• [Excerto do documento]:
╔══

A «densificação» semântica da estrutura acusatória faz-se através da articulação de uma dimensão material (fases do processo) com uma dimensão orgânico-subjetiva (entidades competentes). Estrutura acusatória significa, no plano material, a distinção entre instrução, acusação e julgamento; no plano subjetivo, significa a diferenciação entre juiz de instrução (órgão de instrução) e juiz julgador (órgão julgador) e entre ambos e órgão acusador.

O princípio da acusação não dispensa, antes exige, o controlo judicial da acusação de modo a evitar acusações gratuitas, manifestamente inconsistentes, visto que a sujeição a julgamento penal é, já de si, um incómodo muitas vezes oneroso e não raras vezes um vexame. Logicamente, o princípio acusatório impõe a separação entre o juiz que controla a acusação e o juiz de julgamento (cf. Acs TC n.ºs 219/89 e 124/90)." () J. J. Gomes Canotilho/Vital Moreira, Constituição da República Portuguesa Anotada, vol. I, 4.ª edição revista, p. 522).

Nos termos da alínea b), do nº3 do artigo 283º do CPP a acusação contem, sob pena de nulidade, os factos relevantes para a imputação do crime.

╚══

• [Materiais do exercício]:
╔══

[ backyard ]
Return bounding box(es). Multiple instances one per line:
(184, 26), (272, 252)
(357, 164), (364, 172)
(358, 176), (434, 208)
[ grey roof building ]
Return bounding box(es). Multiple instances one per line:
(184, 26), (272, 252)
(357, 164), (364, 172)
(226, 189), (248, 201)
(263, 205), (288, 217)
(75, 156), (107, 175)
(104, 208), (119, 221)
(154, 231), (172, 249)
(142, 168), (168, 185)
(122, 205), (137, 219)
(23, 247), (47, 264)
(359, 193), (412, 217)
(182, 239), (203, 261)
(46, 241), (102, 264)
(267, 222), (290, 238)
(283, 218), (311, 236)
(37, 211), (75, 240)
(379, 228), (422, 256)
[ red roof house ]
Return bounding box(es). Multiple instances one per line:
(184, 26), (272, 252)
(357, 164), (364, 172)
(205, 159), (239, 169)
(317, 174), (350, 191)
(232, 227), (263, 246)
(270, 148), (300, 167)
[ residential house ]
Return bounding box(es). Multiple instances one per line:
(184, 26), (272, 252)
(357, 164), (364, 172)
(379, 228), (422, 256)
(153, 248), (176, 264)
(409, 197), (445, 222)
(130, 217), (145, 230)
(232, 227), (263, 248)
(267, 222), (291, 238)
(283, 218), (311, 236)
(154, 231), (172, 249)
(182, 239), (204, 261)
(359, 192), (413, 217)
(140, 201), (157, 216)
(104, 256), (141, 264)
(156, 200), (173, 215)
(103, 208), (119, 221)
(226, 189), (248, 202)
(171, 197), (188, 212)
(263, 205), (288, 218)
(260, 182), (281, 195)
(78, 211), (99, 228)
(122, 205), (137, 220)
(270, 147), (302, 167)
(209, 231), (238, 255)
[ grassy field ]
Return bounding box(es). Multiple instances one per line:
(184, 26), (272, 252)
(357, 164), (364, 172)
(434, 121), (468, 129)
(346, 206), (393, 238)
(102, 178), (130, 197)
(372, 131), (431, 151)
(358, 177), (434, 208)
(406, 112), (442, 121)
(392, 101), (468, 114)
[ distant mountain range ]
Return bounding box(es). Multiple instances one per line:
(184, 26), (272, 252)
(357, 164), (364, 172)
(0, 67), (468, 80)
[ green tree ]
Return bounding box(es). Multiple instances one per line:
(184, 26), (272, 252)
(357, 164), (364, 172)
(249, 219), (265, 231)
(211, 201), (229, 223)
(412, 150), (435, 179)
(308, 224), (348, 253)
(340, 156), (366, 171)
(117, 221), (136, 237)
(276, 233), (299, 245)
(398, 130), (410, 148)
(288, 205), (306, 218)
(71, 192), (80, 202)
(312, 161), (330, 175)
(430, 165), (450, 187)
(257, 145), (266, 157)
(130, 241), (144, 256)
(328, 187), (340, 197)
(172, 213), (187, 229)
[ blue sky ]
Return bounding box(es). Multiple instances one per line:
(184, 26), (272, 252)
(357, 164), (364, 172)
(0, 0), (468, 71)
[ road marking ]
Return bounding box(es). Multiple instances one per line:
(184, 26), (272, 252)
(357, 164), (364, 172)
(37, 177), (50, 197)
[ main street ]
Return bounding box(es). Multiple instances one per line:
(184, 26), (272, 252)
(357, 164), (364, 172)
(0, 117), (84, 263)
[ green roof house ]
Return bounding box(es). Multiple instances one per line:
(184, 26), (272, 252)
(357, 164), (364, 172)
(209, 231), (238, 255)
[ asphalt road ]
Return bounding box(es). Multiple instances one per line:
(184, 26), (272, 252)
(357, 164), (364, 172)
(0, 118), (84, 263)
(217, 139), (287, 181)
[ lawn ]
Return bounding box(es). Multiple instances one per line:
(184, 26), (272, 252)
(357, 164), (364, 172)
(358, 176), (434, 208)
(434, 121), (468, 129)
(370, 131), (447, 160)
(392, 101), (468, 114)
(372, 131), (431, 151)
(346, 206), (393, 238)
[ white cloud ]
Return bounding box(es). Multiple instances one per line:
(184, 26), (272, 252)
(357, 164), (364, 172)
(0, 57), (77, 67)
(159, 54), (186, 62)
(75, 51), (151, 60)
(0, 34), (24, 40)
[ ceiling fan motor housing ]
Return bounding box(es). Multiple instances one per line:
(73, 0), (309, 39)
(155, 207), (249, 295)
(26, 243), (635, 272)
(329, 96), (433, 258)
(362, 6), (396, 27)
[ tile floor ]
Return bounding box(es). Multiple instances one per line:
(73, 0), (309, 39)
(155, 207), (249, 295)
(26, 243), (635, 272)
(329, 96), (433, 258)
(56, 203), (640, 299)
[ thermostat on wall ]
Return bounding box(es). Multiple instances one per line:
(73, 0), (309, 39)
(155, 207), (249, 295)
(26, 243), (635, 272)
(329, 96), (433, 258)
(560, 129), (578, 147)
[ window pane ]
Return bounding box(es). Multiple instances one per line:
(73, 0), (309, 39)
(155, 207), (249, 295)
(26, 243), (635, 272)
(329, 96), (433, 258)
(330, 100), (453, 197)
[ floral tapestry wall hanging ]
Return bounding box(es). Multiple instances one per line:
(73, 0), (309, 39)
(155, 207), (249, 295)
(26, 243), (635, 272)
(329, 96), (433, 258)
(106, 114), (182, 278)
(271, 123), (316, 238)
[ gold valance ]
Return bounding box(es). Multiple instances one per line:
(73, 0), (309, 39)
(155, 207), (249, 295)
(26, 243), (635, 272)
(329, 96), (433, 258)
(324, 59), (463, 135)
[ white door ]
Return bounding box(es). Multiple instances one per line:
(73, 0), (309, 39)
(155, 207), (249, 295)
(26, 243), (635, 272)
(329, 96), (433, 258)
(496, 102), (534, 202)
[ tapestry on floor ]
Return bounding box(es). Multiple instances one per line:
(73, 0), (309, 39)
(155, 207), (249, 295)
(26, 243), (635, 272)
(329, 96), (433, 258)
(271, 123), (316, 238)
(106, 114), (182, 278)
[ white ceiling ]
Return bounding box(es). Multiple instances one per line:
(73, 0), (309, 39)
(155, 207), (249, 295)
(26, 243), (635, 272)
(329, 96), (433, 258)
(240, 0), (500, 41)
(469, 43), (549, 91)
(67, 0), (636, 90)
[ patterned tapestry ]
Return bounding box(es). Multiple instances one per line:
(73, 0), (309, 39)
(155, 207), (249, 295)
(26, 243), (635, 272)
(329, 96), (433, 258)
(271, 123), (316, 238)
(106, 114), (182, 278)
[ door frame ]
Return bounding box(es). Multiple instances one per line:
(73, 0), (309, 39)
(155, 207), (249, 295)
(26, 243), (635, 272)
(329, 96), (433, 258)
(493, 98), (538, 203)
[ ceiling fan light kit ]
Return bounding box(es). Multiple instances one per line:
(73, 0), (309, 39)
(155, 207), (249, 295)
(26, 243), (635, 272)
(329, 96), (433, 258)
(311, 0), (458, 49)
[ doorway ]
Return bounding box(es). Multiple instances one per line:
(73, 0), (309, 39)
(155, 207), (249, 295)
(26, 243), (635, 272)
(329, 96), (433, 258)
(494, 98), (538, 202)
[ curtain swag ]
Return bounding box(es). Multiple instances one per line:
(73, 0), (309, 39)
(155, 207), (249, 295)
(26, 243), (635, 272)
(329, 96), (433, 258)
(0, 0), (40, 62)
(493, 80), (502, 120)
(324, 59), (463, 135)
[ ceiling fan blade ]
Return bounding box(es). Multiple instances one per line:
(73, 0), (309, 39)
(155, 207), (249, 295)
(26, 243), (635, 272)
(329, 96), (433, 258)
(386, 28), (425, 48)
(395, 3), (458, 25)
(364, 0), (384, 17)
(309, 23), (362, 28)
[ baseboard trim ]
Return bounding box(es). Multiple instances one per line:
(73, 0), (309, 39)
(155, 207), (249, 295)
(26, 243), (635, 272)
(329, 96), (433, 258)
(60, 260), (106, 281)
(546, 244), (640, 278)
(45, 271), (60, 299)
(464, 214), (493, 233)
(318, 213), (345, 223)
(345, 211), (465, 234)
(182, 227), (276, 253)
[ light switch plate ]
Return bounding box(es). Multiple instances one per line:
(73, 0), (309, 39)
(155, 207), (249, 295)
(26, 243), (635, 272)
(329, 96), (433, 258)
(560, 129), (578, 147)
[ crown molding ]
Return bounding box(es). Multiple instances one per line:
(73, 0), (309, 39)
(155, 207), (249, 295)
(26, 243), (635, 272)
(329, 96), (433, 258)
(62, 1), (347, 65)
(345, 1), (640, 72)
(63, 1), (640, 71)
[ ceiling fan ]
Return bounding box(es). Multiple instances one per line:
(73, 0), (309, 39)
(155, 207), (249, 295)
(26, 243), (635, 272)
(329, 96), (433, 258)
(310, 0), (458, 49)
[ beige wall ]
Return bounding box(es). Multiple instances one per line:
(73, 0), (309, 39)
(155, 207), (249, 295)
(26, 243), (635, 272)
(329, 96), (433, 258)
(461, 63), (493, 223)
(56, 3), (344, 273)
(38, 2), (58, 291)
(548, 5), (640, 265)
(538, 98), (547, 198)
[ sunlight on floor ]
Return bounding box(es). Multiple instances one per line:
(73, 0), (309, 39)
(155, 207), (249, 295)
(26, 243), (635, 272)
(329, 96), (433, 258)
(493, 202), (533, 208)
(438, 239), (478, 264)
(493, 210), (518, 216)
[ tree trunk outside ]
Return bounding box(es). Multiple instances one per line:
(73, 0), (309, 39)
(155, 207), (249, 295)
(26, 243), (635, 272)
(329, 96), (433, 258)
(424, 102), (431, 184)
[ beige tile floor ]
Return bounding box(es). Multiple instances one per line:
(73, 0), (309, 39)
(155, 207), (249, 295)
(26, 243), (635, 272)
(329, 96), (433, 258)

╚══

• [Tarefas do exercício]:
- A) Transcreva integralmente, sem qualquer alteração, o excerto sobre a estrutura acusatória do processo penal.
- B) Reproduza as linhas desde o início da listagem até à linha que contém "(0, 67), (468, 80)", inclusive, trocando "grey roof building" por "gray roof building" e mantendo todo o resto inalterado. Apresente apenas essas linhas.

• [Respostas do exercício]:
- A)
A «densificação» semântica da estrutura acusatória faz-se através da articulação de uma dimensão material (fases do processo) com uma dimensão orgânico-subjetiva (entidades competentes). Estrutura acusatória significa, no plano material, a distinção entre instrução, acusação e julgamento; no plano subjetivo, significa a diferenciação entre juiz de instrução (órgão de instrução) e juiz julgador (órgão julgador) e entre ambos e órgão acusador.

O princípio da acusação não dispensa, antes exige, o controlo judicial da acusação de modo a evitar acusações gratuitas, manifestamente inconsistentes, visto que a sujeição a julgamento penal é, já de si, um incómodo muitas vezes oneroso e não raras vezes um vexame. Logicamente, o princípio acusatório impõe a separação entre o juiz que controla a acusação e o juiz de julgamento (cf. Acs TC n.ºs 219/89 e 124/90)." () J. J. Gomes Canotilho/Vital Moreira, Constituição da República Portuguesa Anotada, vol. I, 4.ª edição revista, p. 522).

Nos termos da alínea b), do nº3 do artigo 283º do CPP a acusação contem, sob pena de nulidade, os factos relevantes para a imputação do crime.

- B)
[ backyard ]
Return bounding box(es). Multiple instances one per line:
(184, 26), (272, 252)
(357, 164), (364, 172)
(358, 176), (434, 208)
[ gray roof building ]
Return bounding box(es). Multiple instances one per line:
(184, 26), (272, 252)
(357, 164), (364, 172)
(226, 189), (248, 201)
(263, 205), (288, 217)
(75, 156), (107, 175)
(104, 208), (119, 221)
(154, 231), (172, 249)
(142, 168), (168, 185)
(122, 205), (137, 219)
(23, 247), (47, 264)
(359, 193), (412, 217)
(182, 239), (203, 261)
(46, 241), (102, 264)
(267, 222), (290, 238)
(283, 218), (311, 236)
(37, 211), (75, 240)
(379, 228), (422, 256)
[ red roof house ]
Return bounding box(es). Multiple instances one per line:
(184, 26), (272, 252)
(357, 164), (364, 172)
(205, 159), (239, 169)
(317, 174), (350, 191)
(232, 227), (263, 246)
(270, 148), (300, 167)
[ residential house ]
Return bounding box(es). Multiple instances one per line:
(184, 26), (272, 252)
(357, 164), (364, 172)
(379, 228), (422, 256)
(153, 248), (176, 264)
(409, 197), (445, 222)
(130, 217), (145, 230)
(232, 227), (263, 248)
(267, 222), (291, 238)
(283, 218), (311, 236)
(154, 231), (172, 249)
(182, 239), (204, 261)
(359, 192), (413, 217)
(140, 201), (157, 216)
(104, 256), (141, 264)
(156, 200), (173, 215)
(103, 208), (119, 221)
(226, 189), (248, 202)
(171, 197), (188, 212)
(263, 205), (288, 218)
(260, 182), (281, 195)
(78, 211), (99, 228)
(122, 205), (137, 220)
(270, 147), (302, 167)
(209, 231), (238, 255)
[ grassy field ]
Return bounding box(es). Multiple instances one per line:
(184, 26), (272, 252)
(357, 164), (364, 172)
(434, 121), (468, 129)
(346, 206), (393, 238)
(102, 178), (130, 197)
(372, 131), (431, 151)
(358, 177), (434, 208)
(406, 112), (442, 121)
(392, 101), (468, 114)
[ distant mountain range ]
Return bounding box(es). Multiple instances one per line:
(184, 26), (272, 252)
(357, 164), (364, 172)
(0, 67), (468, 80)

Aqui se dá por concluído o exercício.